- _TASK PROMPT_
Show each line below that contains the string "negative", copied in full. Case counts, so only matches with the same capitalization qualify.

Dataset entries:
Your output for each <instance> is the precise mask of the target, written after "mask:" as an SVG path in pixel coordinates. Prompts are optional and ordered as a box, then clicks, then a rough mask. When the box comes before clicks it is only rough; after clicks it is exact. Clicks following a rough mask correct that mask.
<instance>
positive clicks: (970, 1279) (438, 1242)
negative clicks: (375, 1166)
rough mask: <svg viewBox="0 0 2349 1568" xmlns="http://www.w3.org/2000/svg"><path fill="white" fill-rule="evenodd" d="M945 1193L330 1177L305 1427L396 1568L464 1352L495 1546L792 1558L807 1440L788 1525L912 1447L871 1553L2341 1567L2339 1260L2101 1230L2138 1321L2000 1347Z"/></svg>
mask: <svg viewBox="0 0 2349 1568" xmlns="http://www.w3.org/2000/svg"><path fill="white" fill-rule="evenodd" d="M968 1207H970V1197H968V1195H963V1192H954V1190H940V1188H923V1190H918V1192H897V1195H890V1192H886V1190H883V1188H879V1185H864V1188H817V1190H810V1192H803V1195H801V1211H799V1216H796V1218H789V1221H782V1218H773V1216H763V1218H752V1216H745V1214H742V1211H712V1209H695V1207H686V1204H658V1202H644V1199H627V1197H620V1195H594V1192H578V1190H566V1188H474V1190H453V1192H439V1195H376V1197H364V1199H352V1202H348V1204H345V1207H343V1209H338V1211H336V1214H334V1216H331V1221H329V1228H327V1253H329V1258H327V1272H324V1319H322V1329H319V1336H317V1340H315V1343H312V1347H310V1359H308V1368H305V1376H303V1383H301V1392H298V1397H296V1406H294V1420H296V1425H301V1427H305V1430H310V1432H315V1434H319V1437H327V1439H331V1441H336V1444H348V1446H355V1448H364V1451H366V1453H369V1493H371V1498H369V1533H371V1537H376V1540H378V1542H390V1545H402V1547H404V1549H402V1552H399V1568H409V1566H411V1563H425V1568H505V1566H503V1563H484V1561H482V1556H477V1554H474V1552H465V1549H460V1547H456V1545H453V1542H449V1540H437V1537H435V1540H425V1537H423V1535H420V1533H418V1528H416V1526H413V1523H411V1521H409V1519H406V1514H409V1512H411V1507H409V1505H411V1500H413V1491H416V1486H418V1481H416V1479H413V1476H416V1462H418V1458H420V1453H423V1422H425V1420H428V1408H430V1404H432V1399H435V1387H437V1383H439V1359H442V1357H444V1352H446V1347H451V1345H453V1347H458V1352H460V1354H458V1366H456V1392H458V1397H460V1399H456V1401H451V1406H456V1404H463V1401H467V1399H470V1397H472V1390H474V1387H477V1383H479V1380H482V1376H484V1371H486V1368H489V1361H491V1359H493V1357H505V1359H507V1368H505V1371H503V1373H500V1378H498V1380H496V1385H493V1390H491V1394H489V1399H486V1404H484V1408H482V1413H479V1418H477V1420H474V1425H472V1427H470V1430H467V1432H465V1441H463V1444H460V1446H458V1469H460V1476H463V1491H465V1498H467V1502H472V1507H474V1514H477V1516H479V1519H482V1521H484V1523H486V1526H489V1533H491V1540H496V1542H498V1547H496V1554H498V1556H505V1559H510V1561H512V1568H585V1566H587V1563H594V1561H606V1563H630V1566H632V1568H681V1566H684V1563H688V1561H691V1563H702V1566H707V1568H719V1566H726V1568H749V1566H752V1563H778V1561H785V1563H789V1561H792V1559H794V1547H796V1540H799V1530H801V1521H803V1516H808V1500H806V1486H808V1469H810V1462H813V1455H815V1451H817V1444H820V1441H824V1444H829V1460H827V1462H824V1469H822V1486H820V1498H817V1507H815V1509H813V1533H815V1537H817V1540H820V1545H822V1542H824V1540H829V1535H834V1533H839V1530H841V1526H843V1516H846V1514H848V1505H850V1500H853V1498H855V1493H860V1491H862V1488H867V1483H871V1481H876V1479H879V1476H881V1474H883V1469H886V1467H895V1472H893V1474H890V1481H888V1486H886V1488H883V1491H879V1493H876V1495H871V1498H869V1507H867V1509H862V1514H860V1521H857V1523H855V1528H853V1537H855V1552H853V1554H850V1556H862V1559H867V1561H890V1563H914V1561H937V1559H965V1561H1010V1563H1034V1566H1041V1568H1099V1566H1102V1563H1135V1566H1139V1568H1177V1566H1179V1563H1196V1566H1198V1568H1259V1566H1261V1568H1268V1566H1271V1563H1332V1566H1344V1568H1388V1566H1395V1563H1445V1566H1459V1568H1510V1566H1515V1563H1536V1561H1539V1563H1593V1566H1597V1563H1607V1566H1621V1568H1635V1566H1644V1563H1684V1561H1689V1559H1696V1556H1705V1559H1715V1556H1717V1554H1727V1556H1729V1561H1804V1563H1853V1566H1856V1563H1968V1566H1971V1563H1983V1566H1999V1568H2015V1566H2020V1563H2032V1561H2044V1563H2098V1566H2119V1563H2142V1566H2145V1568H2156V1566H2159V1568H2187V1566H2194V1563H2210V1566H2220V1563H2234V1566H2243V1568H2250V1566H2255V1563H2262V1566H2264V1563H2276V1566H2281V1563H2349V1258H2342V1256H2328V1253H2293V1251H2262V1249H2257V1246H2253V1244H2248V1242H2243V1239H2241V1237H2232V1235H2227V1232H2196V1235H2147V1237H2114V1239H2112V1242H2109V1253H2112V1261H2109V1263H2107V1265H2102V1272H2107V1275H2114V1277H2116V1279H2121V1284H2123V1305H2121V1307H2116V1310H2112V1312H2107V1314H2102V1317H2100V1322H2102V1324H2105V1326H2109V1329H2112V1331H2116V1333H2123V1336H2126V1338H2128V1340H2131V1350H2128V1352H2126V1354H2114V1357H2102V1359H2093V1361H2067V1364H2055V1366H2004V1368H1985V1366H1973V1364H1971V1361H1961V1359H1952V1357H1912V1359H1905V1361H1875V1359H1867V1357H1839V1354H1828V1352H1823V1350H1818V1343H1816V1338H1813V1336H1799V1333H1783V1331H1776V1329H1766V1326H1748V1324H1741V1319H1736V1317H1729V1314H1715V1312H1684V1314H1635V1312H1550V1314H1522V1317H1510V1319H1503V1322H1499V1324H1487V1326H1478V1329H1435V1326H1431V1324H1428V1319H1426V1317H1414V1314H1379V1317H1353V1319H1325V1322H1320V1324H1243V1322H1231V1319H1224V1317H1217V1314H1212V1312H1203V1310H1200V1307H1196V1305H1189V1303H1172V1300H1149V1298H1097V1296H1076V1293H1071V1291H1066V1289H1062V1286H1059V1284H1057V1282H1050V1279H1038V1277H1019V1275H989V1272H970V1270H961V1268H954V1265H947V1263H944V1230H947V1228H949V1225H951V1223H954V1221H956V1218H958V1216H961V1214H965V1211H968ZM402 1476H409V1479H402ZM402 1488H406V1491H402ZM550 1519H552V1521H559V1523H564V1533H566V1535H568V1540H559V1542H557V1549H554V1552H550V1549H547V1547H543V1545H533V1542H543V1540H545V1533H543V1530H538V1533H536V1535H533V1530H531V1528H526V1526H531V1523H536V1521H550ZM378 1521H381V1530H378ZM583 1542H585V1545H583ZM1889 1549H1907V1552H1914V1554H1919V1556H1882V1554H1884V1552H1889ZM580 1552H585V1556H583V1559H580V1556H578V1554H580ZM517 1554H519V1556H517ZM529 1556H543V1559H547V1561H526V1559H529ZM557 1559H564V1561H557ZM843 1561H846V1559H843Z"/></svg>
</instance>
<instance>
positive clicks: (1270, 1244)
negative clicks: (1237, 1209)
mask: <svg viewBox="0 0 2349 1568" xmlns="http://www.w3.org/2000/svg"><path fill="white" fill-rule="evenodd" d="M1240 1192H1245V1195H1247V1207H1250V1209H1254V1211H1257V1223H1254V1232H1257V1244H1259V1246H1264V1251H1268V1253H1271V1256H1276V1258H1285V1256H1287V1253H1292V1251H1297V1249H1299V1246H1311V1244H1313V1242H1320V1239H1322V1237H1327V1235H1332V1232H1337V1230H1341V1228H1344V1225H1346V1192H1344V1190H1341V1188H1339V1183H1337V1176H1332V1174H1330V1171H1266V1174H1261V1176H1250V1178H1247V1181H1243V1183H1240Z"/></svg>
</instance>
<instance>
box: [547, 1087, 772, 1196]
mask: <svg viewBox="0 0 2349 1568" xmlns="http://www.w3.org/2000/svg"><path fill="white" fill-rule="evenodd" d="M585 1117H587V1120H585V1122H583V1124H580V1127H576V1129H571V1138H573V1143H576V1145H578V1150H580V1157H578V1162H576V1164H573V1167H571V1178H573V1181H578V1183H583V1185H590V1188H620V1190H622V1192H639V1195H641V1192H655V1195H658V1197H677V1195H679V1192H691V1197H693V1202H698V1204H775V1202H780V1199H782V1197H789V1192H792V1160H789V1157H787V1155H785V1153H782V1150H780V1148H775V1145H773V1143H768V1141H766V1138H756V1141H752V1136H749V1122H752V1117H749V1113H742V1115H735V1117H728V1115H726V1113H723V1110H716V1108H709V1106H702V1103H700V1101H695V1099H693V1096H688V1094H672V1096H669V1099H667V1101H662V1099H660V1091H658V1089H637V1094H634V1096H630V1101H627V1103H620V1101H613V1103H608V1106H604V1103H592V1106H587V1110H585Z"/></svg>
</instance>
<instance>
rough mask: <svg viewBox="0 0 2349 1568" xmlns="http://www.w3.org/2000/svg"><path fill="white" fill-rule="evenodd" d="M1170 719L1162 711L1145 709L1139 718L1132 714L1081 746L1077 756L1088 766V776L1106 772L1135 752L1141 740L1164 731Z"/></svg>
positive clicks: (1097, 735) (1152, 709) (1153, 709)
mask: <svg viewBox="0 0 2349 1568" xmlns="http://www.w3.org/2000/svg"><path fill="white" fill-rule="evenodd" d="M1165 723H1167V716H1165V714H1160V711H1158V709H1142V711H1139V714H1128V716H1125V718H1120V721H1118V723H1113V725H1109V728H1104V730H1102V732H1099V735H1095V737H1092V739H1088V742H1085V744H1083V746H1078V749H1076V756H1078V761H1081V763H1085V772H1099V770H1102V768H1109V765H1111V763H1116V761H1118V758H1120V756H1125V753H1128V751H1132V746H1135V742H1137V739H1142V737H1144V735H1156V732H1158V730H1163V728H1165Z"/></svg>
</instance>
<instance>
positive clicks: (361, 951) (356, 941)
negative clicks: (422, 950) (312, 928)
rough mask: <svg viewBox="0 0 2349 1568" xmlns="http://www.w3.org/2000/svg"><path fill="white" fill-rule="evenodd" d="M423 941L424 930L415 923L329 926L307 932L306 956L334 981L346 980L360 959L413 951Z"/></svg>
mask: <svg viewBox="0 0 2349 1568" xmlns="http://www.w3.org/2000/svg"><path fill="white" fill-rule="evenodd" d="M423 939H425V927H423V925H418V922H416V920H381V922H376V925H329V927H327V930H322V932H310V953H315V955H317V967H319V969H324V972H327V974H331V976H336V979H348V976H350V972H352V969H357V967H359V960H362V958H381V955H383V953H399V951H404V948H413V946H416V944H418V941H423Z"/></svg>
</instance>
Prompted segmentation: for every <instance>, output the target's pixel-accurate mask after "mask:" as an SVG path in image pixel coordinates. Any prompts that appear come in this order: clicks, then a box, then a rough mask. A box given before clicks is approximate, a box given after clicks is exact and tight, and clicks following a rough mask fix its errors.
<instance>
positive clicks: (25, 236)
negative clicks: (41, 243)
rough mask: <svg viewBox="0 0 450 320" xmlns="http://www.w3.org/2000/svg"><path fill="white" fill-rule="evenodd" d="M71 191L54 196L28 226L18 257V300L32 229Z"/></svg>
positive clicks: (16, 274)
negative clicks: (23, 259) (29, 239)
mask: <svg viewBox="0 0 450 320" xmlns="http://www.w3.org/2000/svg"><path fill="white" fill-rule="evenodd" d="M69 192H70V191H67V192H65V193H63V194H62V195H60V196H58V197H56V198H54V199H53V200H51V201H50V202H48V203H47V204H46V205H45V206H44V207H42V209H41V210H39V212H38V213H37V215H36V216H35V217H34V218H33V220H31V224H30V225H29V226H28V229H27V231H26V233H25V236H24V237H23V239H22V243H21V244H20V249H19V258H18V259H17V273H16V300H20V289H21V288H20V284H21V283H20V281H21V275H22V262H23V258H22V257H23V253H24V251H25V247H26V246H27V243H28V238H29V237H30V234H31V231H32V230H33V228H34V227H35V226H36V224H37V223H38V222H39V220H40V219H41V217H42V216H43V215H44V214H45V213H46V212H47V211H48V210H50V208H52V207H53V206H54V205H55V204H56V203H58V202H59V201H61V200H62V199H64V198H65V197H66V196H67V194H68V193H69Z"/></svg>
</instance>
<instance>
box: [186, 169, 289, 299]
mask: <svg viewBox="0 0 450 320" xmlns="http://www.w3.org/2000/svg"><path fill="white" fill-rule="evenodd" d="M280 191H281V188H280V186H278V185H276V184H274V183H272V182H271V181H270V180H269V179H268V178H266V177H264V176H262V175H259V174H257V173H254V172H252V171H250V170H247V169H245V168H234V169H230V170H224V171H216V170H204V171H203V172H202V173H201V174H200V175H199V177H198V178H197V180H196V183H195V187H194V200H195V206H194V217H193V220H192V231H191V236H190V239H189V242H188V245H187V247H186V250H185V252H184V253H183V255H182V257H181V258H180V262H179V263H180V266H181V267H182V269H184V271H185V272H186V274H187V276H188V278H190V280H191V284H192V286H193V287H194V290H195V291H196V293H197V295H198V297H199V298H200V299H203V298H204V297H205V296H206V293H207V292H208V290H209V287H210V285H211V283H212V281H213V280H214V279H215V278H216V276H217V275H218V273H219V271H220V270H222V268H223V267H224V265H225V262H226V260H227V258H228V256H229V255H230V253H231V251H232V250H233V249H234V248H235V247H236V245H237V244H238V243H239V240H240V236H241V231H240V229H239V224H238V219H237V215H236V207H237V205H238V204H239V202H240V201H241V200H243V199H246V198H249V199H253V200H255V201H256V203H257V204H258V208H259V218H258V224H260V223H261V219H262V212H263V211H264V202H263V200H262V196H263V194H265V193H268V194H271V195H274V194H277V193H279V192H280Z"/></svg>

- _RESPONSE TO THIS TASK_
negative clicks: (375, 1166)
negative clicks: (1237, 1209)
negative clicks: (422, 950) (312, 928)
negative clicks: (41, 243)
negative clicks: (23, 259) (29, 239)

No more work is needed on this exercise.